GIVEN EXERCISE A:
Reproduce word for word the stretch of the Data Lineage documentation from "Data Lineage provides" through "is Data Lineage?".
GIVEN EXERCISE B:
Continue the Data Lineage documentation from its last line onward.

Skip to main content

Data Lineage

Data Lineage provides end-to-end visibility into how your data flows through systems, transformations, and processes. It helps you understand data dependencies and track the impact of changes through interactive visual diagrams.

Overview

The Data Lineage interface provides a comprehensive view of your data ecosystem with visual representations of tables, connections, and data flows. You can create, save, and manage multiple lineage diagrams to document different aspects of your data architecture.

What is Data Lineage?

Data lineage shows:

  • Data Origins: Where your data comes from originally
  • Transformation Steps: How data is modified as it moves through systems
  • Data Destinations: Where the processed data ultimately ends up
  • Dependencies: Which downstream systems depend on specific data sources
  • Impact Analysis: What would be affected if a data source changes

Interface Overview

Main Canvas

The Data Lineage interface features a visual canvas where you can:

  • View Nodes: See database tables represented as interactive cards showing table details
  • Manage Connections: Visualize relationships between different data entities
  • Navigate: Use the search functionality to find specific tables, schemas, or databases
  • Layout Options: Choose between different visualization layouts (Hierarchical, Force-Directed, Circular, Grid)

DATASET EXTRACT:

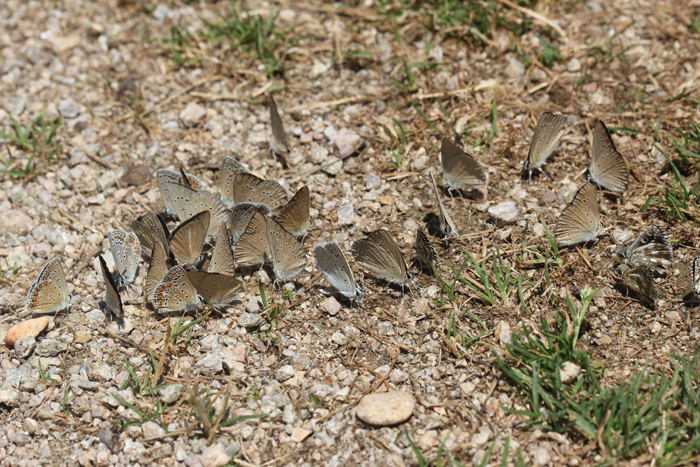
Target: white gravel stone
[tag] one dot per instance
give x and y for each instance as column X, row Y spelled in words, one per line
column 386, row 408
column 192, row 114
column 503, row 213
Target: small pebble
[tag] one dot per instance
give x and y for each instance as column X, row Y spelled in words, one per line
column 386, row 408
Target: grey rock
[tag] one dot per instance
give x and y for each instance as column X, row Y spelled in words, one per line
column 284, row 373
column 49, row 348
column 503, row 213
column 152, row 430
column 211, row 364
column 68, row 108
column 192, row 114
column 347, row 141
column 171, row 393
column 346, row 214
column 300, row 361
column 386, row 408
column 331, row 306
column 250, row 320
column 98, row 371
column 24, row 347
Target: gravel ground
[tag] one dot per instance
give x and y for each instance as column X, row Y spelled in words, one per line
column 141, row 86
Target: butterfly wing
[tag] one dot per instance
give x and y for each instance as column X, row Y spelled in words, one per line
column 380, row 255
column 608, row 168
column 222, row 257
column 188, row 202
column 332, row 263
column 462, row 171
column 288, row 256
column 187, row 240
column 157, row 269
column 254, row 245
column 294, row 216
column 425, row 251
column 49, row 293
column 580, row 221
column 215, row 289
column 549, row 130
column 151, row 228
column 175, row 292
column 230, row 167
column 278, row 140
column 248, row 188
column 113, row 302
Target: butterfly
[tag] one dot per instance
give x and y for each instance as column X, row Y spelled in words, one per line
column 332, row 263
column 580, row 221
column 113, row 302
column 222, row 256
column 608, row 168
column 247, row 188
column 254, row 245
column 126, row 250
column 215, row 289
column 166, row 178
column 157, row 269
column 549, row 130
column 287, row 254
column 150, row 229
column 652, row 248
column 380, row 255
column 425, row 251
column 294, row 216
column 230, row 167
column 188, row 202
column 49, row 293
column 175, row 292
column 278, row 140
column 447, row 226
column 461, row 171
column 639, row 280
column 240, row 218
column 187, row 241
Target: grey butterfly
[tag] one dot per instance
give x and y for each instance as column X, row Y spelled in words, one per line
column 608, row 168
column 113, row 302
column 549, row 130
column 247, row 188
column 461, row 171
column 639, row 280
column 380, row 255
column 294, row 216
column 254, row 245
column 126, row 250
column 652, row 248
column 187, row 241
column 425, row 251
column 278, row 140
column 49, row 293
column 287, row 254
column 188, row 202
column 215, row 289
column 157, row 269
column 447, row 226
column 166, row 178
column 230, row 167
column 222, row 256
column 332, row 263
column 151, row 228
column 240, row 218
column 175, row 292
column 580, row 221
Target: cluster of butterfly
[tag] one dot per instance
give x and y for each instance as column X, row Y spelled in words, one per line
column 254, row 223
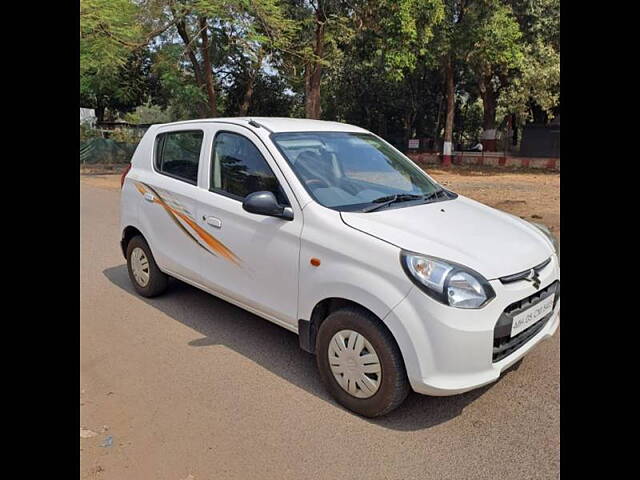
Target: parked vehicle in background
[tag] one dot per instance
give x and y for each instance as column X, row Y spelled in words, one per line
column 393, row 281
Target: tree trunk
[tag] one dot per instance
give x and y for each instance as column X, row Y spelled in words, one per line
column 207, row 70
column 251, row 81
column 100, row 113
column 184, row 35
column 313, row 72
column 489, row 102
column 451, row 105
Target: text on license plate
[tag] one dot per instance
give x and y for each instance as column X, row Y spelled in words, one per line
column 524, row 320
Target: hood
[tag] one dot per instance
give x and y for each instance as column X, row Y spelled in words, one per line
column 489, row 241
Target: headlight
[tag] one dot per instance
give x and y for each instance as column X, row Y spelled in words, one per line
column 447, row 282
column 549, row 235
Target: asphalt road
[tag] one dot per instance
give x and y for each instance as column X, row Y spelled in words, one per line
column 190, row 387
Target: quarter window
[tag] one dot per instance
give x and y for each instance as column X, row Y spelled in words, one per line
column 178, row 154
column 238, row 168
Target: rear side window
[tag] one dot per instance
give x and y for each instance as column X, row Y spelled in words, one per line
column 238, row 168
column 178, row 154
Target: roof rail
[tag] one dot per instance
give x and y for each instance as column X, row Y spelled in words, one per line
column 255, row 124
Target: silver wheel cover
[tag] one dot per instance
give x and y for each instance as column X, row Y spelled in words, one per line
column 140, row 266
column 354, row 364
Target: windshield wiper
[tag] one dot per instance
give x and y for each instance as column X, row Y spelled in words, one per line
column 433, row 195
column 389, row 199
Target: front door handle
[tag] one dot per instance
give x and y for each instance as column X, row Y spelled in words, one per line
column 213, row 221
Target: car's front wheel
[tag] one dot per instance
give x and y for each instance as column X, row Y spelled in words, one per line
column 144, row 273
column 360, row 362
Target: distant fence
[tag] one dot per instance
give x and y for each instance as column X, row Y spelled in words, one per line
column 105, row 151
column 492, row 159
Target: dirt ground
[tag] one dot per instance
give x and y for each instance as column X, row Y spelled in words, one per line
column 530, row 194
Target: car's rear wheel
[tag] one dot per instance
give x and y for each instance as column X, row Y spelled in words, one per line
column 144, row 273
column 360, row 362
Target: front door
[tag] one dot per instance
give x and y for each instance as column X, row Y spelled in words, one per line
column 252, row 258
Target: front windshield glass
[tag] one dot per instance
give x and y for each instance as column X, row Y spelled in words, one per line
column 350, row 171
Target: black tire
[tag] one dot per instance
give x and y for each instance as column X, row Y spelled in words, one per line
column 394, row 385
column 158, row 281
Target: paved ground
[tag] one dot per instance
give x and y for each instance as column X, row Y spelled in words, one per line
column 190, row 387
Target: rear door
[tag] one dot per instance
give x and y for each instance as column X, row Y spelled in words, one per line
column 253, row 258
column 169, row 189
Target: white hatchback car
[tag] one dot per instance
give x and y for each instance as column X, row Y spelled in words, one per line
column 323, row 228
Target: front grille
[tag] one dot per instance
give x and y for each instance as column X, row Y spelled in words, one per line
column 503, row 344
column 522, row 275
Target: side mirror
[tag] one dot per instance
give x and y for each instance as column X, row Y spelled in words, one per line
column 265, row 203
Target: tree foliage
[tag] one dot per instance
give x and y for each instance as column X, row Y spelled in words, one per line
column 401, row 68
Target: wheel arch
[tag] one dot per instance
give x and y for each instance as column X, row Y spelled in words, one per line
column 127, row 234
column 308, row 329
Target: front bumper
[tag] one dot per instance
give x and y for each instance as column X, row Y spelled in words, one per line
column 449, row 350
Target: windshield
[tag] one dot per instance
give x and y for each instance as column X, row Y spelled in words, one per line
column 350, row 171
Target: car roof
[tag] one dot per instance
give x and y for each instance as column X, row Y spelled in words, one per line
column 279, row 124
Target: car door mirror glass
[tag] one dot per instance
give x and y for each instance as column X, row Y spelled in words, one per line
column 265, row 203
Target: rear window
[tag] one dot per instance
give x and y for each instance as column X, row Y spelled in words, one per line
column 178, row 154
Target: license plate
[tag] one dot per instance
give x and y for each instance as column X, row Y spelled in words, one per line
column 531, row 315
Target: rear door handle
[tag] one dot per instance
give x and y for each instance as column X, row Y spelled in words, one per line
column 213, row 221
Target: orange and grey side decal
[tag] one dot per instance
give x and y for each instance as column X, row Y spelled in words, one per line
column 182, row 219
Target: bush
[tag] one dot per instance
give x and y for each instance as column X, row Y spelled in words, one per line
column 86, row 132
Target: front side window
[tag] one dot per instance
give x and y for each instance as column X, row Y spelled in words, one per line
column 238, row 168
column 353, row 171
column 178, row 154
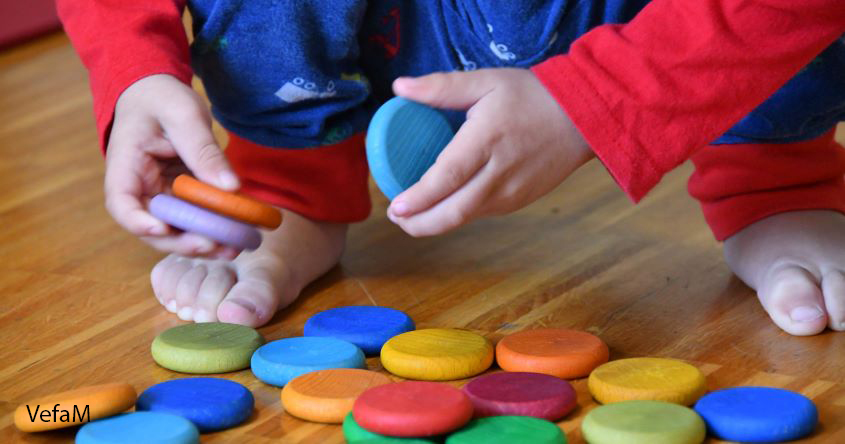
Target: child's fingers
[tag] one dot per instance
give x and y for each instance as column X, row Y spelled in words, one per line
column 193, row 141
column 459, row 208
column 465, row 154
column 185, row 244
column 454, row 90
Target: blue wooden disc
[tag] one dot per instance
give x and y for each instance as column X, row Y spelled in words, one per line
column 757, row 414
column 210, row 403
column 366, row 326
column 278, row 362
column 403, row 141
column 147, row 427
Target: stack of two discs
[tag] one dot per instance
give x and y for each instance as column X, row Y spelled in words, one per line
column 225, row 217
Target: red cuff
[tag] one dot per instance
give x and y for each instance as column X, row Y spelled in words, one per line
column 738, row 185
column 327, row 183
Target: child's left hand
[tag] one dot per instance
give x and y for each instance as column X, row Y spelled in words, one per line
column 516, row 145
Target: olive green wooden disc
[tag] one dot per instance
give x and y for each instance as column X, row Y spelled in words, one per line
column 643, row 422
column 355, row 434
column 212, row 347
column 508, row 430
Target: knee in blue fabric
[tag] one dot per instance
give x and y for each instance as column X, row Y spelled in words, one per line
column 809, row 105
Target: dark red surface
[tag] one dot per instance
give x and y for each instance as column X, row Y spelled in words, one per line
column 412, row 408
column 23, row 19
column 521, row 394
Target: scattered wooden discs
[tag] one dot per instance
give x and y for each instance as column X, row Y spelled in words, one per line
column 236, row 206
column 412, row 409
column 521, row 394
column 566, row 354
column 328, row 395
column 437, row 354
column 643, row 422
column 656, row 379
column 138, row 427
column 74, row 407
column 507, row 430
column 212, row 347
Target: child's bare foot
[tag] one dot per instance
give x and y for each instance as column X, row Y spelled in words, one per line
column 251, row 288
column 796, row 262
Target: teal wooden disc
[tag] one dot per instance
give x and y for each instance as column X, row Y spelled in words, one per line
column 508, row 430
column 355, row 434
column 212, row 347
column 643, row 422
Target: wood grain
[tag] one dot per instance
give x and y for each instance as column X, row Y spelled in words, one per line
column 76, row 306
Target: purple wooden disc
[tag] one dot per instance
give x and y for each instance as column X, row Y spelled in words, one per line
column 521, row 394
column 198, row 220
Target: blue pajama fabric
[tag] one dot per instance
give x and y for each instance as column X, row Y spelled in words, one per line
column 305, row 73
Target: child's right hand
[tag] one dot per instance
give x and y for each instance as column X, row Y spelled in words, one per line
column 161, row 129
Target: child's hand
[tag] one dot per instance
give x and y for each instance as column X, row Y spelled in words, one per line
column 161, row 128
column 516, row 145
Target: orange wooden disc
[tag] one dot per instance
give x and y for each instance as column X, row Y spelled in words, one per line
column 567, row 354
column 328, row 395
column 236, row 206
column 74, row 407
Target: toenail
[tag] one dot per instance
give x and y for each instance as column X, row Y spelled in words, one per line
column 805, row 314
column 186, row 313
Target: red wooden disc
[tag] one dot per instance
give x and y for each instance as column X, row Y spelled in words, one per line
column 521, row 394
column 412, row 408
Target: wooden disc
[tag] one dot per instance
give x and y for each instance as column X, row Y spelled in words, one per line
column 211, row 347
column 508, row 430
column 521, row 394
column 412, row 409
column 563, row 353
column 643, row 422
column 328, row 395
column 138, row 427
column 437, row 354
column 656, row 379
column 74, row 407
column 355, row 434
column 236, row 206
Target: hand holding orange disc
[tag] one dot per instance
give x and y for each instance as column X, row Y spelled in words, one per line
column 234, row 205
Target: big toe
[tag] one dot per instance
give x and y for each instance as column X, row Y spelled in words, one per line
column 794, row 301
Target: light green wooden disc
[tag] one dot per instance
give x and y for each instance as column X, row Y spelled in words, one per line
column 212, row 347
column 643, row 422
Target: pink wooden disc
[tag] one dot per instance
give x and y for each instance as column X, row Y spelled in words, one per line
column 412, row 408
column 521, row 394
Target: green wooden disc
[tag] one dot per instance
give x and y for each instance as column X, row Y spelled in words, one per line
column 212, row 347
column 356, row 434
column 508, row 430
column 643, row 422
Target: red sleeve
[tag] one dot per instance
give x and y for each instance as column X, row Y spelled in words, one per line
column 648, row 94
column 123, row 41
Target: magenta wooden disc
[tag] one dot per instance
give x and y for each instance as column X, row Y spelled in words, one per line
column 412, row 408
column 521, row 394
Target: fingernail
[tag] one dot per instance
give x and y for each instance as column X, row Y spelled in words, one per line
column 186, row 314
column 805, row 314
column 399, row 208
column 228, row 180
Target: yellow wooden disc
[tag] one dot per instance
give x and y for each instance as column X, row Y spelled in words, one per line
column 437, row 354
column 655, row 379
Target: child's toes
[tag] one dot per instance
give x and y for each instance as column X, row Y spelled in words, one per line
column 833, row 287
column 188, row 289
column 165, row 277
column 217, row 284
column 794, row 301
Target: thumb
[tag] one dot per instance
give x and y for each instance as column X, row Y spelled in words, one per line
column 195, row 144
column 451, row 90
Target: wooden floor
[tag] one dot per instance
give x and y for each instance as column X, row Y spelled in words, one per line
column 76, row 306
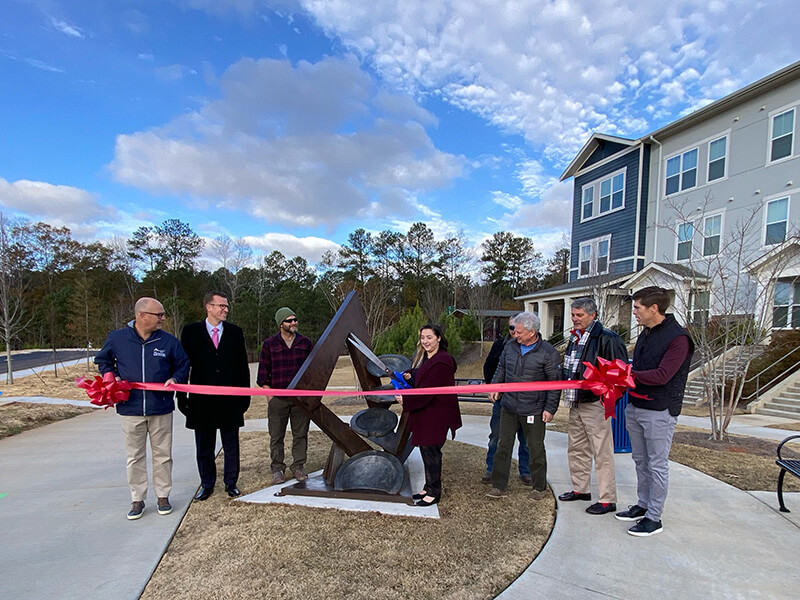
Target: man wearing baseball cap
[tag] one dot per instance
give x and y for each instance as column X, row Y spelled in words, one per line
column 281, row 357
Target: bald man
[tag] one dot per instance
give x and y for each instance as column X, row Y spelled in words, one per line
column 141, row 352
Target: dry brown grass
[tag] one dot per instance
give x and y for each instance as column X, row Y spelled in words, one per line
column 226, row 549
column 16, row 417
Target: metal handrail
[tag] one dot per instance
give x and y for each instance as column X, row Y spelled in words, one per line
column 770, row 384
column 792, row 351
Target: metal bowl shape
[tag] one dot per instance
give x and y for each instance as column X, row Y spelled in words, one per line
column 393, row 362
column 374, row 422
column 372, row 470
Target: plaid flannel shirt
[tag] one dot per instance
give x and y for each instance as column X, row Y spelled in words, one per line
column 278, row 364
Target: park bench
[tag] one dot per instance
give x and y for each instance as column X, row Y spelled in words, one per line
column 787, row 466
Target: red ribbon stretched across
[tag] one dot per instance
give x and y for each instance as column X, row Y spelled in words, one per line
column 106, row 390
column 609, row 380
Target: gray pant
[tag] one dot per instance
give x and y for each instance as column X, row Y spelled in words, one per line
column 651, row 438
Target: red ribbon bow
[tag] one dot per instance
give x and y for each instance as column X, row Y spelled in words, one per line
column 106, row 390
column 609, row 379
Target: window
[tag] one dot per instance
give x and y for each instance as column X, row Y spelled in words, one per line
column 782, row 135
column 685, row 235
column 777, row 217
column 712, row 232
column 593, row 257
column 699, row 302
column 682, row 172
column 603, row 196
column 717, row 151
column 588, row 202
column 786, row 306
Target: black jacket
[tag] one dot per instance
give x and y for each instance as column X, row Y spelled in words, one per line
column 225, row 365
column 647, row 354
column 604, row 343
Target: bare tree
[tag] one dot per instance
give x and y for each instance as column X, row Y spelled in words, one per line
column 12, row 289
column 234, row 255
column 727, row 302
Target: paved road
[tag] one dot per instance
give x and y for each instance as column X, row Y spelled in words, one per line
column 40, row 358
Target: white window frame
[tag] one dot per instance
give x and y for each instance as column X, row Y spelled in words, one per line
column 682, row 171
column 596, row 186
column 724, row 158
column 772, row 116
column 767, row 222
column 706, row 218
column 792, row 304
column 689, row 241
column 592, row 260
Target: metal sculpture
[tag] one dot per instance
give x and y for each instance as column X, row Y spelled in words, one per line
column 353, row 468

WRITTEN ANSWER A:
Data Lineage provides end-to-end visibility into how your data flows through systems, transformations, and processes. It helps you understand data dependencies and track the impact of changes through interactive visual diagrams.

Overview

The Data Lineage interface provides a comprehensive view of your data ecosystem with visual representations of tables, connections, and data flows. You can create, save, and manage multiple lineage diagrams to document different aspects of your data architecture.

What is Data Lineage?

WRITTEN ANSWER B:
Toolbar Controls

The interface provides several control options:

  • Add Node: Manually add tables or custom nodes to your lineage diagram
  • Update: Refresh the current lineage view with latest information
  • Load: Load previously saved lineage configurations
  • Layout: Switch between different diagram layout options
  • Clear: Clear the current diagram to start fresh

Node Information

Each table node displays:

  • Table Name: The name of the database table
  • Database Type: Visual indicator of the database system (SQL Server, PostgreSQL, etc.)
  • Status: Online/offline status indicator
  • Schema Information: Host and schema details
  • Column Count: Number of columns in the table with expandable details
  • Last Updated: Timestamp of when the table information was last refreshed

Lineage Management Features

Save and Load Functionality

  • Save Lineage: Save your current lineage configuration for future reference
  • Load Saved Lineage: Access previously saved lineage diagrams including:
    • SQL Server Lineage Test configurations
    • Database-specific lineage views (Redshift, Oracle, MySQL, BigQuery)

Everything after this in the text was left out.